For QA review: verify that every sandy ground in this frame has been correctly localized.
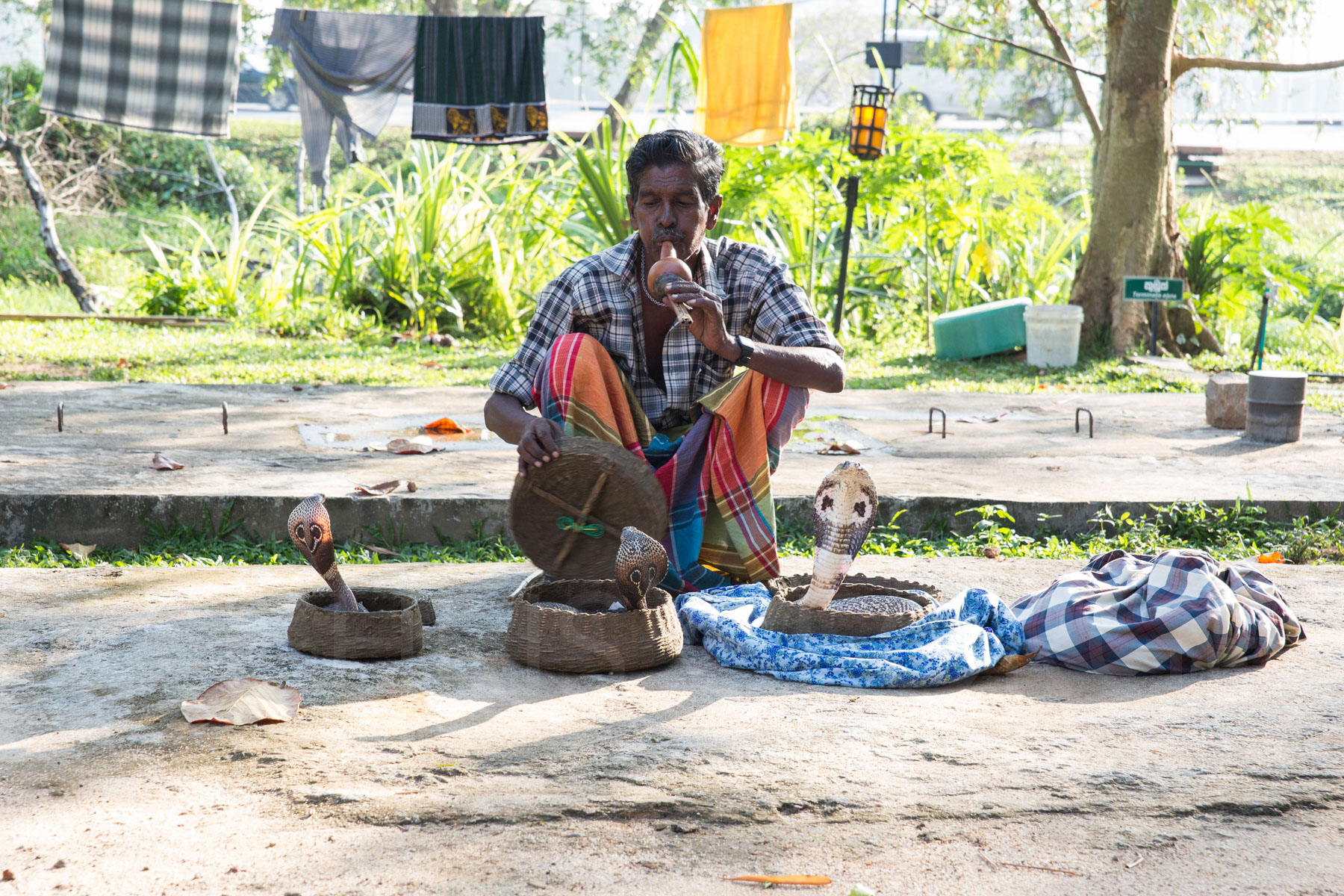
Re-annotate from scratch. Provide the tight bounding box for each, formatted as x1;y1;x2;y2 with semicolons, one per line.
0;382;1344;505
0;558;1344;896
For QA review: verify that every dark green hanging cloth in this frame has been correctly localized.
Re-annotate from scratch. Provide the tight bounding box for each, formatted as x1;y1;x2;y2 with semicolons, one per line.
411;16;548;144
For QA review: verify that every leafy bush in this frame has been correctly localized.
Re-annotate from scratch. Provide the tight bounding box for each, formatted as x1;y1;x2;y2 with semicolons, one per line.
715;125;1085;336
131;261;223;316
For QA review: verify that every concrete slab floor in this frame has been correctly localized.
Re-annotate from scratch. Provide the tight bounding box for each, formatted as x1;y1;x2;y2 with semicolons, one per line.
0;558;1344;896
0;382;1344;501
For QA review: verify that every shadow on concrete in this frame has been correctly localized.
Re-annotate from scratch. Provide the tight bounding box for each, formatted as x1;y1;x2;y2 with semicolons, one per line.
1186;438;1282;457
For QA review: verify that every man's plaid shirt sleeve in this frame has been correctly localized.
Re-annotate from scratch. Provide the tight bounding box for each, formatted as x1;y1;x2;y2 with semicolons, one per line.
491;276;574;410
751;257;844;358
-.-.-
### SET TASK
Rewrite everything from the start of the records down to the line containing "131;261;223;316", swapping "frame" for "image" and keeping everything else the same. Omit the pictures.

### SOLUTION TO THIS TASK
For QA review: verify that every sandy ground in this image has been correctly localized.
Re-annotate from scratch. Provide the tight bounding box for each, formatted as x1;y1;x2;y2 with semicolons, one per line.
0;382;1344;505
0;558;1344;896
For QA review: verify that every dark green hanging cloth in this image has been correctly localized.
Re-annotate from scratch. Provide the tight bounding box for each, formatted as x1;y1;x2;y2 with semicolons, one per line.
411;16;548;144
For QA review: verify that every leafy bush in this image has been correctly localized.
Re-annotate from scratch. Provide the tight bounding box for each, formatted as x1;y1;x2;y2 with semicolons, one per line.
715;125;1085;336
131;261;223;316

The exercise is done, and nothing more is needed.